To do:
[a] Render this sentence from the speech on the East African scheme in French: "On the contrary, some of the things which we thought would be the most difficult are proving decidedly less difficult than we had supposed."
[b] Name every person the speech on the East African scheme mentions by name.
[c] Pick up the speech on the East African scheme after its final sentence and carry it on.

Text excerpt:
Again, just as the agricultural experts said it would be, it is proving difficult to get the roots out of the ground after the bush is flattened and partially cleared, and the problem of uprooting the tangled mass of roots left in the ground in some but not all of the bush has caused delay in these particular areas while instruments, particularly apt for this purpose, are adapted and devised and applied. However, I am assured, both by Mr. Faure, of the managing agency, by Mr. Plummer and by Major-General Harrison that none of these problems even look like being Insoluble. After all, Major-General Harrison, who will be the boss on the job in East Africa, was Lord Mountbatten's chief sapper officer in the Burma Campaign, and I hardly think it probable that these East African roots will prove more of a problem to him than the problems which he surmounted successfully in the reconquest of Burma.

It would be quite wrong to say that all the eventualities which have occurred in East Africa in these initial months have been on the debit side. On the contrary, some of the things which we thought would be the most difficult are proving decidedly less difficult than we had supposed. For example, we had been warned that the recruitment of African labour of a suitable kind would be the most difficult thing of all, but so far, this problem has proved considerably less difficult than had been anticipated and 5,000 men are already at work. Again, I am assured by the men who have just come back from the spot that the standard of skill and output of the African labour, with just under a few months of training and taken from very primitive tribes, has been far more encouraging than was anticipated, and has come as a most welcome surprise even to extremely well-informed observers such as the Governors of Kenya Colony and of Tanganyika Territory.

Again, an unforeseen eventuality, which is certainly not on the debit side—I gave it as an instance, there are others—is that it was supposed that the timber which would be obtained in the clearance of the bush would be completely valueless. We now find that the timber being cleared contains hardwood of great commercial value. Sawmill equipment has been obtained, and I am assured that in a reasonably short space of time there will be produced and exported from Tanganyika Territory a very significant value of dollar-earning or dollar-saving hardwood timber. So these new possibilities open up before the managing agency at present, the corporation in the future—substantial items on the credit side as well as items of delay and difficulty, such as certainly must be encountered and certainly will be encountered in the course of a scheme of this magnitude. It has been under way for a very short period and, quite frankly, probably difficulties much greater than any we see at present may be encountered in the future.

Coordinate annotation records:
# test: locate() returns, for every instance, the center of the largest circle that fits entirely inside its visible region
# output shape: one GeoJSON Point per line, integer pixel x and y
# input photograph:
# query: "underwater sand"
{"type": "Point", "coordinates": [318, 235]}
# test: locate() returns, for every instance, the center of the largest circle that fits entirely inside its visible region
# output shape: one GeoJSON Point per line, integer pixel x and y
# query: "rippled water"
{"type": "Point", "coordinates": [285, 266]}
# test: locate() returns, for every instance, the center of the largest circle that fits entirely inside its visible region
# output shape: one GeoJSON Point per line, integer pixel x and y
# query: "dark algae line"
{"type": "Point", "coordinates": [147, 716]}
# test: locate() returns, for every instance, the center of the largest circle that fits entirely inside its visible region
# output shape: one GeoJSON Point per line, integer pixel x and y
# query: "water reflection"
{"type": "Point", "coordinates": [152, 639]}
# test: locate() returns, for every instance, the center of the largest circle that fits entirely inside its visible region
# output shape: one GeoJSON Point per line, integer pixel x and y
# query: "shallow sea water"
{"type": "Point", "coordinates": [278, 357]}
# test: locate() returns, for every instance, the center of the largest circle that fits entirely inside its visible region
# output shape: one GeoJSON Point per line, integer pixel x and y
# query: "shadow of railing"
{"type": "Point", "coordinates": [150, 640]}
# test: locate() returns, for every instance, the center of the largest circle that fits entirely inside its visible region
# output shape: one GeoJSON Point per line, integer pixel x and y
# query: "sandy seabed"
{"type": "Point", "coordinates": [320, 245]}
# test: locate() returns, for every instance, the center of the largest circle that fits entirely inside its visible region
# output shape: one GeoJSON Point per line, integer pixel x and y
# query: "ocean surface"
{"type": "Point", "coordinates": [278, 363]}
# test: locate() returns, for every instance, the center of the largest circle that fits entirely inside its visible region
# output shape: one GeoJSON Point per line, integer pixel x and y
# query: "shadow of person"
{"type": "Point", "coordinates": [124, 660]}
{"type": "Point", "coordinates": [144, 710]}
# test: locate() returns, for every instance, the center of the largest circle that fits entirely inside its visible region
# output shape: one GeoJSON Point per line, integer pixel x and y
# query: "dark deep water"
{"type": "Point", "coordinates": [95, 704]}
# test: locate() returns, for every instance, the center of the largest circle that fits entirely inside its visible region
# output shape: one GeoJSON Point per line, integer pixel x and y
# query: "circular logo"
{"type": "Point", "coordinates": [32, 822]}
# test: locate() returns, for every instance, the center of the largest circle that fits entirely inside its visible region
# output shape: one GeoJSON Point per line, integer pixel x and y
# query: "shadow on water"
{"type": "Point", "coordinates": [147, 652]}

Exercise answers:
[a] Au contraire, certaines des choses que nous pensions être les plus difficiles se révèlent nettement moins difficiles que nous ne l'avions supposé.

[b]
Mr. Faure
Mr. Plummer
Major-General Harrison
Lord Mountbatten

[c]
In these short months the most that can be said is that it may be possible there has been some delay in getting the scheme fully into operation. In the report it was thought just possible that if we moved with rapidity we could get large-scale operations going in 1947. Certainly, in one sense, we have started large-scale operations in Tanganyika Territory in 1947, although it has needed extremely rapid movement on the part of the managing agency to do so, but we must regard this year's work as largely exploratory and experimental, and from the production point of view real operations will be carried out in the 1948 season. Although we shall get an appreciable tonnage of groundnuts in the spring of 1948–the crop is reaped in the spring—the real crop from the point of view of production for the world market will be in the spring of 1949, which I think was not unexpected in the timetable of the scheme from the beginning.

Colonel Dower

How will the right hon. Gentleman transport the timber, because that will be one of the most difficult operations?

Mr. Strachey

The right hon. Gentleman will not transport the timber, of course. Naturally the point occurred to me, but during the whole of the year when the crop is not moving there is an inward flow of goods on the railway which is carrying in stores of all kinds. The railway very much welcomes a load to carry out, so that timber will go out on the trucks which bring up the equipment.

Mr. Dodds-Parker (Banbury)

Can the right hon. Gentleman say how the timber can be moved through the port of Dar-es-Salaam, which at the moment is clogged almost solidly?

Mr. Strachey

It is true that port facilities is one of the limiting factors, and two things must be done about that. Dar-es-Salaam must be improved, and the port organisation improved. To get the scheme going on a great scale, a new port must be built in the Southern Province, because Dar-es-Salaam could not cope with the crop coming from a large part of the area.

Mr. W. Fletcher

The right hon. Gentleman mentioned a labour force of 5,000 people. Is that to represent the people at Kongwa, or is it only the beginning? What is to be the optimum figure-of the labour force?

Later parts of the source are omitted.